Please return, with no alterations, the lines below from the very first through the one that contains "Put a dot on each instance of the blurred".

RECORDS PROVIDED section start

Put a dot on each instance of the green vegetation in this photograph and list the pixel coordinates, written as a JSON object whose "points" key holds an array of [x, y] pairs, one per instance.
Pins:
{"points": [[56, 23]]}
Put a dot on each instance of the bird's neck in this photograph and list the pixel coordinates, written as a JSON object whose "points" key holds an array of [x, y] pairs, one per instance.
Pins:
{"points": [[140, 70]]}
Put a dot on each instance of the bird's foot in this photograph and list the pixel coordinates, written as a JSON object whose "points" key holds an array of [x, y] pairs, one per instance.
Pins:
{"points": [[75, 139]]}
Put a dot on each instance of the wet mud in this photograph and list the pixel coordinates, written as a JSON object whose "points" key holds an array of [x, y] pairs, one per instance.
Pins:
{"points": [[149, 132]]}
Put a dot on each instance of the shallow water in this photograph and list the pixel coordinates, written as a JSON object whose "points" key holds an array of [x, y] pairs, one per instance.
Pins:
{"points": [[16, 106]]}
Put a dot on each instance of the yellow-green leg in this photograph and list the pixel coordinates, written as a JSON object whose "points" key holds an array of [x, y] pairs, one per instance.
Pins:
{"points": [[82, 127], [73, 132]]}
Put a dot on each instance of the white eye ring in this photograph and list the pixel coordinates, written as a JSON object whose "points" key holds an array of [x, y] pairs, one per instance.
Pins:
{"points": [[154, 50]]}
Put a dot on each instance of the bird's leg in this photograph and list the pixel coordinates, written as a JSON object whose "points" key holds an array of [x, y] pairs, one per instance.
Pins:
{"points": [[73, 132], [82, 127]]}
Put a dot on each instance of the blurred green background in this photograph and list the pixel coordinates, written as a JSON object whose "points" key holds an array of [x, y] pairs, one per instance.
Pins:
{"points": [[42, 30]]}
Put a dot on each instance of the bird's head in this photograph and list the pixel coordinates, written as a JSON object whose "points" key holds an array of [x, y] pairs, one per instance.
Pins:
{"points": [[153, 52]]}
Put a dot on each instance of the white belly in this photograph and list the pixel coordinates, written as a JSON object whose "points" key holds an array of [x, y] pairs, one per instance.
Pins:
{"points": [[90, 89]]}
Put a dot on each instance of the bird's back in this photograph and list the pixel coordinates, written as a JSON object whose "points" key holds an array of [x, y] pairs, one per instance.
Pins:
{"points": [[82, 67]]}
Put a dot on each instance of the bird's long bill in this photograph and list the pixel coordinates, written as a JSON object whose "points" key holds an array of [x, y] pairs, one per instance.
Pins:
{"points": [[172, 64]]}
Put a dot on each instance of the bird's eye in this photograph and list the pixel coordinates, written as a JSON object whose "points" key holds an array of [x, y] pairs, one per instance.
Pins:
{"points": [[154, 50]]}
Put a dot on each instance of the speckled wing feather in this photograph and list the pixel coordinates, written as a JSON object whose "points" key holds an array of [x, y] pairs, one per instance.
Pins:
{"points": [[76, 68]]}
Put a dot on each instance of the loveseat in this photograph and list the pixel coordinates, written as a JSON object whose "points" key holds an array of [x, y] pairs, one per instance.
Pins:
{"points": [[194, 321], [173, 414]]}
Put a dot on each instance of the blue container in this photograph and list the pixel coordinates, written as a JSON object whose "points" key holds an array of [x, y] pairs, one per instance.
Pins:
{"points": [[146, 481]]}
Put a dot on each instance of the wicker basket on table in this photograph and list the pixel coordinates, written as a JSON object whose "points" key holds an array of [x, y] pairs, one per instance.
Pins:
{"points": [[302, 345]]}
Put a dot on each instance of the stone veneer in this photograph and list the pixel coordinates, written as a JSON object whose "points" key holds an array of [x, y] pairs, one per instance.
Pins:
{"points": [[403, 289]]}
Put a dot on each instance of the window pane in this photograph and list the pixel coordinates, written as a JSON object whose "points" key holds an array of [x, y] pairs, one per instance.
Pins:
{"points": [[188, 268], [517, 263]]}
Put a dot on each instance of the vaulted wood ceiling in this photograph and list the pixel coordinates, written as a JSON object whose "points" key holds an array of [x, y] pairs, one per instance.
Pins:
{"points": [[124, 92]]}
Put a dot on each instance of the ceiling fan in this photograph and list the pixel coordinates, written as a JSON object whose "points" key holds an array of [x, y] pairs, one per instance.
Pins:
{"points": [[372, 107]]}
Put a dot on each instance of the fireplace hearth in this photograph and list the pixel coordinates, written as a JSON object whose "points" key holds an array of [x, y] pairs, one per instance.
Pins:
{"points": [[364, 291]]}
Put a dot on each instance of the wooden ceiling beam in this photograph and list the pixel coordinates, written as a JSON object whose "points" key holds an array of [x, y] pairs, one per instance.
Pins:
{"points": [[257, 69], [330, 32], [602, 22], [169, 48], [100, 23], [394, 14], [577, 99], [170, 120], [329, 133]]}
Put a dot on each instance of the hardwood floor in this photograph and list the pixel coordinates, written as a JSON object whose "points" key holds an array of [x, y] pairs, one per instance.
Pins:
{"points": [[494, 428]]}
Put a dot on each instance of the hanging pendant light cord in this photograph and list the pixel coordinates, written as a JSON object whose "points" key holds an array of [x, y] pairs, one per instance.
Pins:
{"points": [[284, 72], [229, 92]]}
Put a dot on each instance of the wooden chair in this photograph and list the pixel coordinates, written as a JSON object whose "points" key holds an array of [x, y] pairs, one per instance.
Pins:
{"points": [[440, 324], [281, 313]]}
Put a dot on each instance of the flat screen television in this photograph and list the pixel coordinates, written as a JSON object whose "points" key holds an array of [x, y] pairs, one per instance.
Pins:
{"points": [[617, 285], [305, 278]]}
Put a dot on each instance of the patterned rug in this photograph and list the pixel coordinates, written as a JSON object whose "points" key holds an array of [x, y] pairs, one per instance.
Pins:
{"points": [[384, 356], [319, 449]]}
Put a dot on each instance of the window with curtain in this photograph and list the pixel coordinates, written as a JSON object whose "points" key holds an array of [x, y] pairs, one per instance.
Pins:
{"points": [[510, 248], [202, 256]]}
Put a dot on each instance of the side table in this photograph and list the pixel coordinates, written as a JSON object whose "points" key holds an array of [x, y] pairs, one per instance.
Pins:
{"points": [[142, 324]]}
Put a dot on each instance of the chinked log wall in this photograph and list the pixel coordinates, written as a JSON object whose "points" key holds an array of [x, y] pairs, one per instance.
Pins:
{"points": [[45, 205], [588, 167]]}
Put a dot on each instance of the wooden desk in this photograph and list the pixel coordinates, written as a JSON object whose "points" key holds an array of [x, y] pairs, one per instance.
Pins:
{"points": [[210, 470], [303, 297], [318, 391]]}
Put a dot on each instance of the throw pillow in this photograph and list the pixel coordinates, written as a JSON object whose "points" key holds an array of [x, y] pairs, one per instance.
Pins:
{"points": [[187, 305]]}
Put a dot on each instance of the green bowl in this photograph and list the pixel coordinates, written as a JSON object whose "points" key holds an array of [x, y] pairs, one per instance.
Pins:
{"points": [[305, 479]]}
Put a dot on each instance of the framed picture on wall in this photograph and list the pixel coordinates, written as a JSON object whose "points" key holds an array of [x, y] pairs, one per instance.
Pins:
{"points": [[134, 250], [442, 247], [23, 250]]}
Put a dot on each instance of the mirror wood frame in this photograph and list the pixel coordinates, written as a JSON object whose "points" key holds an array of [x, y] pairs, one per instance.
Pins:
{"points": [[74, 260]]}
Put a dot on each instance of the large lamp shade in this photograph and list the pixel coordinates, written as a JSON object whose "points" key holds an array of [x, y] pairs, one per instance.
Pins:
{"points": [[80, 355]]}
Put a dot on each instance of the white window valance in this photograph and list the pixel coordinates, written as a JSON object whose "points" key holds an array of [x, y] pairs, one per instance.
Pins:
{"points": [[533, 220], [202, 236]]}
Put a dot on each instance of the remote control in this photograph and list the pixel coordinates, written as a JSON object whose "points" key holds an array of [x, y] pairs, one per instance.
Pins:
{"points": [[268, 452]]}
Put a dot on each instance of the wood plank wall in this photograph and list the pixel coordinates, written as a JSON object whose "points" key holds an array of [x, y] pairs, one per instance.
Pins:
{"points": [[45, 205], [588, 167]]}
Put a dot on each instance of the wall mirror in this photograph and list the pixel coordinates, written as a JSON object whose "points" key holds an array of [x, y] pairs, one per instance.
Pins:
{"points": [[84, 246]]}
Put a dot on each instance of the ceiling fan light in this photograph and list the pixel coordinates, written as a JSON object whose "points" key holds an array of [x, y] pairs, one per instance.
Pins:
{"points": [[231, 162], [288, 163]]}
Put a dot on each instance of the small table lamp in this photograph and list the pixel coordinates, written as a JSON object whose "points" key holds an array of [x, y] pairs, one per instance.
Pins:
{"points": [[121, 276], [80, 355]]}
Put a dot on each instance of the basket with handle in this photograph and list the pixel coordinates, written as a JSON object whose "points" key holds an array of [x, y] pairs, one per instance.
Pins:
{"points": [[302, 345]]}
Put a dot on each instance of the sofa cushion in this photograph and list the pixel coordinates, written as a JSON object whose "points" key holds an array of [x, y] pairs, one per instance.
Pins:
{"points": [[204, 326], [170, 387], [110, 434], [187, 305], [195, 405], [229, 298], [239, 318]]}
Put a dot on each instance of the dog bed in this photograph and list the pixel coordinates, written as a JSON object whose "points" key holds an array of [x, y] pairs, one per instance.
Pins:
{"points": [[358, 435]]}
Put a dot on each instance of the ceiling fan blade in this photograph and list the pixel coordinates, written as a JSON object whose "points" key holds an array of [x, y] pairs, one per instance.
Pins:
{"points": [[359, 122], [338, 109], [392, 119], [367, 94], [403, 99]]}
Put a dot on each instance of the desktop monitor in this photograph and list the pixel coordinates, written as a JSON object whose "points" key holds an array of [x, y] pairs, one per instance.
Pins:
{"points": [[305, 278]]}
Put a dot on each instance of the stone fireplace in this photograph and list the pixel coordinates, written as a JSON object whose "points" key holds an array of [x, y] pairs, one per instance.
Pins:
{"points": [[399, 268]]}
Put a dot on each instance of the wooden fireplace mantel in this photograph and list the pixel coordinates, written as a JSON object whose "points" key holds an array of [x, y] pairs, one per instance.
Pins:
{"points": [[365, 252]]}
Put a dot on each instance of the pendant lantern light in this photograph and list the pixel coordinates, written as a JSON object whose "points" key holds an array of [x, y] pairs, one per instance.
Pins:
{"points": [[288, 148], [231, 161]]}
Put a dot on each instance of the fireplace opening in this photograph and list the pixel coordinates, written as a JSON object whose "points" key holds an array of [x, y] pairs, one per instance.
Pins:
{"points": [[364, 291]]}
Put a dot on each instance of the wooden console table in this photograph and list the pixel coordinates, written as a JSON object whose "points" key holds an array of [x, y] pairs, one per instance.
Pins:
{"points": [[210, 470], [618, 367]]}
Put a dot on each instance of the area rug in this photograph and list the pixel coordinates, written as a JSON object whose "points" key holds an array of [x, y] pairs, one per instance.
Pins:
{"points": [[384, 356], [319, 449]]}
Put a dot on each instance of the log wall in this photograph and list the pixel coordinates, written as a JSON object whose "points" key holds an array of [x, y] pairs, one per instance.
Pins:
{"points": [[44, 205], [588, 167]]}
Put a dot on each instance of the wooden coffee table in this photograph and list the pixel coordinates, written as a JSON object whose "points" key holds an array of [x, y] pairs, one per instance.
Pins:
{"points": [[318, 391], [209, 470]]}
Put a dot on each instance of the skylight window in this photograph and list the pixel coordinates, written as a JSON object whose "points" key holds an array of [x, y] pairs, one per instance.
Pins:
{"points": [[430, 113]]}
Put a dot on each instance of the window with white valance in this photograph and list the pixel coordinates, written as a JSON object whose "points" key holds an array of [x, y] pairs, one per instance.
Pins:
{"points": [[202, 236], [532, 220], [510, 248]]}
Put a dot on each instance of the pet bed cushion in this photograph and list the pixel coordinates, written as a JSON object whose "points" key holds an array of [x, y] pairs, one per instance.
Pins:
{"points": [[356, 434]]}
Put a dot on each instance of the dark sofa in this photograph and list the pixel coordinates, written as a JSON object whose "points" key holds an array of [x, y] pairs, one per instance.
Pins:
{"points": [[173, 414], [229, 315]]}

RECORDS PROVIDED section end

**SOLUTION FOR THIS PROBLEM**:
Put a dot on each instance of the green vegetation in this photograph and list the pixel coordinates, written as a JSON object whose "points" key holds an array of [x, y] pairs, one per instance.
Pins:
{"points": [[56, 23]]}
Put a dot on each instance of the bird's neck in this photograph and list the pixel coordinates, written as a JSON object whose "points" key holds an array of [x, y] pairs, one per instance.
Pins:
{"points": [[140, 70]]}
Put a dot on each instance of the bird's foot in this photograph and list the pixel coordinates, written as a JSON object whose "points" key holds an array of [x, y] pairs, one per instance.
Pins:
{"points": [[75, 139]]}
Put a dot on each instance of the wet mud in this photograph and list the pixel coordinates, written as a JSON object whose "points" key holds an array of [x, y] pairs, one per instance.
Pins:
{"points": [[149, 132]]}
Put a dot on each instance of the shallow water in this photograph and list the pixel coordinates, written as a JSON object whose "points" key holds an array of [x, y] pairs, one per instance.
Pins:
{"points": [[16, 106]]}
Put a dot on each instance of the yellow-green leg in this photograph and list the pixel coordinates, written as a JSON object whose "points" key holds an array of [x, y] pairs, one per instance.
Pins:
{"points": [[82, 127], [73, 132]]}
Put a dot on each instance of the white eye ring in this photograph and list the pixel coordinates, written as a JSON object whose "points" key holds an array of [x, y] pairs, one per instance.
Pins:
{"points": [[154, 50]]}
Put a dot on each instance of the bird's leg in this photograph and list the pixel coordinates, written as a JSON object whose "points" key holds an array of [x, y] pairs, one per instance.
Pins:
{"points": [[73, 132], [82, 127]]}
Put a dot on each instance of the blurred green background in this photograph and list the pixel coordinates, written as a JSON object whose "points" key holds an array of [x, y] pairs, one per instance.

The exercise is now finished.